(Selected text)

Hundreds of thousands of migrant workers in Beijing will receive measles and encephalitis vaccine amid fears of a high rate of infection of epidemic diseases due to the dry weather.

At least 800,000 migrant workers in the city will be offered free vaccines for the first time in the city. The inoculation is scheduled to be completed by January 15, just before the workers take trips back home for Spring Festival (Chinese Lunar New Year), which falls on January 22 and runs until February 5.

Yesterday at a construction site in Chaoyang District, hundreds of peasant labourers were jostling each other, waiting for their turn for the free encephalitis vaccine.

The measles vaccine, set for the second phase, is to be given two weeks later, and will also be free of charge.

It is the first time that the Beijing health authorities provided free inoculation to migrant workers who usually have poor access to health care.

All the migrant workers in Beijing, engaged mainly in the construction, catering, garment and shoe industries, are expected to receive encephalitis and measles vaccines before January 15.

The massive inoculation will cost 3 million yuan (US$350,000). The municipal government will pay for it, apparently in an effort to prevent epidemics from breaking out and spreading and not to repeat the explosive outbreak of SARS (severe acute respiratory syndrome) earlier this year in the city.

(End Selected text)

Problem details: Continue the news report on free vaccines for Beijing's migrant workers from the point where it stops.

(Dataset)

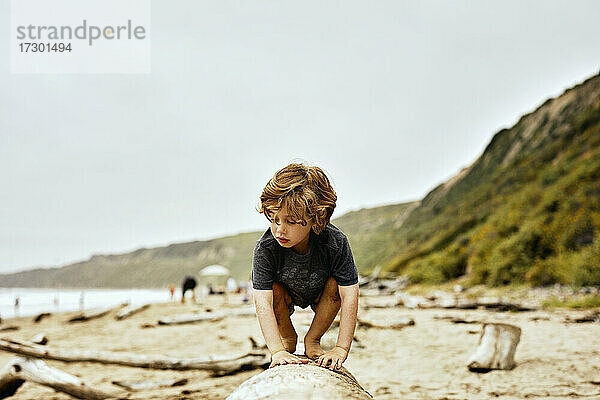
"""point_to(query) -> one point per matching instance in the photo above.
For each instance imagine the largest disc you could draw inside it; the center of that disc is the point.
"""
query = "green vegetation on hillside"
(527, 211)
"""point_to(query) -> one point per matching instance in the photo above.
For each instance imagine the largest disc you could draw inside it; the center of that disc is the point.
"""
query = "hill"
(157, 267)
(526, 211)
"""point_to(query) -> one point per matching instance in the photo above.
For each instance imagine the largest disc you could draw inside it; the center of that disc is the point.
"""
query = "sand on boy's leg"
(281, 303)
(328, 305)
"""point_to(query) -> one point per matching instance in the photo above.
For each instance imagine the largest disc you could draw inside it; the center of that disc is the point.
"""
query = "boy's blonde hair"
(306, 193)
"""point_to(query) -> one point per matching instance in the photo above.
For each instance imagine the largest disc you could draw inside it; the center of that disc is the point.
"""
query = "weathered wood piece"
(409, 301)
(386, 302)
(216, 364)
(593, 316)
(20, 369)
(301, 381)
(389, 323)
(40, 339)
(205, 316)
(90, 314)
(130, 310)
(497, 345)
(145, 385)
(40, 317)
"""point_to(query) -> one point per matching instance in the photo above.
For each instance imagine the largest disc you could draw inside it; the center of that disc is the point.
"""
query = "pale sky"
(391, 98)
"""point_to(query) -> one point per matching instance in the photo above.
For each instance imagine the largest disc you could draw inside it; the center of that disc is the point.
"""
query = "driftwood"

(End Dataset)

Exercise answer:
Li Guoying, an official with the Municipal Disease Control and Prevention Centre, said most of the 800,000 peasant labourers had never received any vaccine inoculation before, due to a poor health care in rural areas.

"Because migrant workers usually live in crowded places with poor hygiene conditions, encephalitis and measles outbreaks are very common and the virus may spread quickly among them, especially in winter,'' Liu said.

Health experts said measles and encephalitis are two of the most contagious of all human viruses.

Measles causes a rash, cough, and fever, and encephalitis often begins with a flu-like illness with headaches and vomiting.

Both of the diseases can lead to death if treatment is not given in time.

"Many migrant workers usually do not see a doctor when they have a fever or any other ailments. So the group of migrant workers is at high risk of contagious disease outbreaks,'' said Liu.

Statistics indicate that the incidence of measles among migrant workers is nine times that of local residents, and the incidence of encephalitis is 15 times more than that in urban residents.

"There were several cases in which migrant workers died from measles or encephalitis in recent years, and it is urgent for us to carry out the inoculation project this year,'' Liu acknowledged.

However, she said it was a tough work for her centre to ensure every migrant worker receive the two vaccines before January 15.

"Many workers will soon go back to their hometowns for a family reunion at the Chinese Lunar New Year. If they have not receive the inoculation before they leave Beijing, we can provide additional service to them when they come back after Spring Festival,'' said Liu.